What to do:
Pick out every line in the items below that contains the word "block", and copy each one in full.

Lines of data

....

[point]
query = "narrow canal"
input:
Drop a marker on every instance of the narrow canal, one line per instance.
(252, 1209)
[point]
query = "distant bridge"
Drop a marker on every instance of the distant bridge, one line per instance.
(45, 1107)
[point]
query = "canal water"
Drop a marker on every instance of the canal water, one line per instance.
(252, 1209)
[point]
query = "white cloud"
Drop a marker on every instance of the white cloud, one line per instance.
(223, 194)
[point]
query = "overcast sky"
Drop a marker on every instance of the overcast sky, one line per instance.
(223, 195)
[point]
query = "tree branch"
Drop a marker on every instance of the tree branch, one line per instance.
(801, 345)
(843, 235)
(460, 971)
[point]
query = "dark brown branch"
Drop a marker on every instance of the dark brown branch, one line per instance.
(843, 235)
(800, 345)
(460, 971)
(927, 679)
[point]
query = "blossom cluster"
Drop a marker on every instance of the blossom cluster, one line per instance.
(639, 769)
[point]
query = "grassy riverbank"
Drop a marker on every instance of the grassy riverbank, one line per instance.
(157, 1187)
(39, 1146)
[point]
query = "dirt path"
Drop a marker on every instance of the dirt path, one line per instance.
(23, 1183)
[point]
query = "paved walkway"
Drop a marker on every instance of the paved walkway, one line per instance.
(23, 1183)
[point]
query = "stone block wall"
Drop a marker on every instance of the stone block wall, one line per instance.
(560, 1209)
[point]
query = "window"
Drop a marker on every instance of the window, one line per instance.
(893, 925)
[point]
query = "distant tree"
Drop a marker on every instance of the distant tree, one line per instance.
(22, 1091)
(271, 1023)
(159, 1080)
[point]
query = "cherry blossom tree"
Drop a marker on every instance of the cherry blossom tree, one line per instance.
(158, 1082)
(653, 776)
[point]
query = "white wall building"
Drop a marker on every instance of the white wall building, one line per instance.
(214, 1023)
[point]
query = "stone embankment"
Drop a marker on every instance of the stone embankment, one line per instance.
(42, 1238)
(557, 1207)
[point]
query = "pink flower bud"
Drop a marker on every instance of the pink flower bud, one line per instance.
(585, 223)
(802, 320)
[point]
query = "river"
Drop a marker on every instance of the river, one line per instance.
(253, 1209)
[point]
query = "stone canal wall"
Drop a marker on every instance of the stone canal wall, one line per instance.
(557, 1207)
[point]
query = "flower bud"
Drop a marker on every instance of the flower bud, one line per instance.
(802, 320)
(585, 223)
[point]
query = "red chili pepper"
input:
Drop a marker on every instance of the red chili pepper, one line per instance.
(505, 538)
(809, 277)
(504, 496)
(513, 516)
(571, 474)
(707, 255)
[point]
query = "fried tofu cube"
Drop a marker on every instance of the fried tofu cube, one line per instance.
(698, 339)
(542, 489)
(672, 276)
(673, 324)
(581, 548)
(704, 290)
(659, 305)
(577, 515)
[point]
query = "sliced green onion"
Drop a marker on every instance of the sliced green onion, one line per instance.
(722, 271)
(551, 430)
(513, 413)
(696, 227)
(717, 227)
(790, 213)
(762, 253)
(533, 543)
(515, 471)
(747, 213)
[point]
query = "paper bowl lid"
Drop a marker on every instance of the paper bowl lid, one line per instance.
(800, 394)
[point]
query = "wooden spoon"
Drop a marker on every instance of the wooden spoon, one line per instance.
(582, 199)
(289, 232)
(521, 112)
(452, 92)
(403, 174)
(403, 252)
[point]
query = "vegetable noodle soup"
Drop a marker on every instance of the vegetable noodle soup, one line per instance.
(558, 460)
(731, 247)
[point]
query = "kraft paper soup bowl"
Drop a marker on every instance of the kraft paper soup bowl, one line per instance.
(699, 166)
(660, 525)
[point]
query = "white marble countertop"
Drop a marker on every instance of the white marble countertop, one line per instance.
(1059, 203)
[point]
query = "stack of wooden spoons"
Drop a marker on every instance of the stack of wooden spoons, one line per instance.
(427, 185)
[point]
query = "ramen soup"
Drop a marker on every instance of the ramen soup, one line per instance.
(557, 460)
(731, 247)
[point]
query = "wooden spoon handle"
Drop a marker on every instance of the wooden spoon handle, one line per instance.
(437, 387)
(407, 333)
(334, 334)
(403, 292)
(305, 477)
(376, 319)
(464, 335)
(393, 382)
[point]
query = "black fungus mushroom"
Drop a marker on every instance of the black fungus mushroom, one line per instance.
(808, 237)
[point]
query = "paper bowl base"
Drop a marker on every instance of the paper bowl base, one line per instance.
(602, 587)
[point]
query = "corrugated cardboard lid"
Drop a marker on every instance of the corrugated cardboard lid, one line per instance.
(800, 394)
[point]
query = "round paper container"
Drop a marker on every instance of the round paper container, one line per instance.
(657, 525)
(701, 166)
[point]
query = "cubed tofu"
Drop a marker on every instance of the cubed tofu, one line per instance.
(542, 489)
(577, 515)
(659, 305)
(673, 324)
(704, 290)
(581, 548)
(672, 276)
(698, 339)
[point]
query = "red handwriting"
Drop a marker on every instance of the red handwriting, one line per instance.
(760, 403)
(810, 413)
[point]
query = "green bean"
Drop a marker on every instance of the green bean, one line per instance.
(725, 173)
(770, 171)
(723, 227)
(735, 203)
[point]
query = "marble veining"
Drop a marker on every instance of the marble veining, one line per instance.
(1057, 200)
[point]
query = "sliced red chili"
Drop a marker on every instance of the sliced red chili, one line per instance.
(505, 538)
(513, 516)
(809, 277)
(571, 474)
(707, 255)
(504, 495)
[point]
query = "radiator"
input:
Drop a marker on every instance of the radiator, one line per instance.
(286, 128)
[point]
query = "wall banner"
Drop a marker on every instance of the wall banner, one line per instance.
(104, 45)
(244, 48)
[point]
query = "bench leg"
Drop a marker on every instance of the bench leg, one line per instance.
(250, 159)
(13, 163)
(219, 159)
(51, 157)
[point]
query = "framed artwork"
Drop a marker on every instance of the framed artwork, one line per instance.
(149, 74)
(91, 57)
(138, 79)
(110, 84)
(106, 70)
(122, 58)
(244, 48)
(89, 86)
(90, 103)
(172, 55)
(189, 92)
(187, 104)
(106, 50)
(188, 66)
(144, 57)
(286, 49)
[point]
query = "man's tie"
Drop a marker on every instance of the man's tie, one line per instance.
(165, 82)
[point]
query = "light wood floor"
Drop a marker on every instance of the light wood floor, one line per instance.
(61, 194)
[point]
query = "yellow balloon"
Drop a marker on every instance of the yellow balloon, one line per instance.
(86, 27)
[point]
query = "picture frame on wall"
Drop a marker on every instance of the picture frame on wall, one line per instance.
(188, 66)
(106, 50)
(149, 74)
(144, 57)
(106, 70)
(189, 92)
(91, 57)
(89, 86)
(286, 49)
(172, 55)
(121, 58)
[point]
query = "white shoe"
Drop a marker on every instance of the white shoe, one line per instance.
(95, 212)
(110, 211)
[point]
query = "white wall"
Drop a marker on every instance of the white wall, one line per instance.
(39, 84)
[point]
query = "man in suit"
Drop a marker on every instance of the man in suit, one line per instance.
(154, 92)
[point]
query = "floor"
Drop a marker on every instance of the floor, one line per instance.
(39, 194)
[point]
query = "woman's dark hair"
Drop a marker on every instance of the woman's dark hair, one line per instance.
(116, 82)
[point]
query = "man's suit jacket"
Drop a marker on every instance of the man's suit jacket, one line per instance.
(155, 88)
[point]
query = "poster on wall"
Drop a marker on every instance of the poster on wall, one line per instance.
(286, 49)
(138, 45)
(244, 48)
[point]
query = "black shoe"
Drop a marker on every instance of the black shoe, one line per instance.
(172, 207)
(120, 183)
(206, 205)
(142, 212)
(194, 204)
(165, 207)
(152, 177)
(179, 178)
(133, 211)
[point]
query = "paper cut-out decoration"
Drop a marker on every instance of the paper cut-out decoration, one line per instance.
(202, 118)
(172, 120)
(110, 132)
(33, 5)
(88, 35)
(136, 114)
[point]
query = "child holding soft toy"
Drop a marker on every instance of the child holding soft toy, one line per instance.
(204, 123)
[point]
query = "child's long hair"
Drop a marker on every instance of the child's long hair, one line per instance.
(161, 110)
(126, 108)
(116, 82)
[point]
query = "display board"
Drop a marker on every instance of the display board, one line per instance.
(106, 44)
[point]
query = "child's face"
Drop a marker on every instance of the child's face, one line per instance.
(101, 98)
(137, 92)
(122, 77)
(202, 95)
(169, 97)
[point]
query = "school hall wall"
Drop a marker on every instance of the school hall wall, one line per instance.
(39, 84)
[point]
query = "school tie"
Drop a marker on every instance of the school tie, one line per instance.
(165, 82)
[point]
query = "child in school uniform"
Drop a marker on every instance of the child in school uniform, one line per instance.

....

Exercise result:
query = "stone block wall"
Drop a marker on every instance of the stone block wall, one line per instance.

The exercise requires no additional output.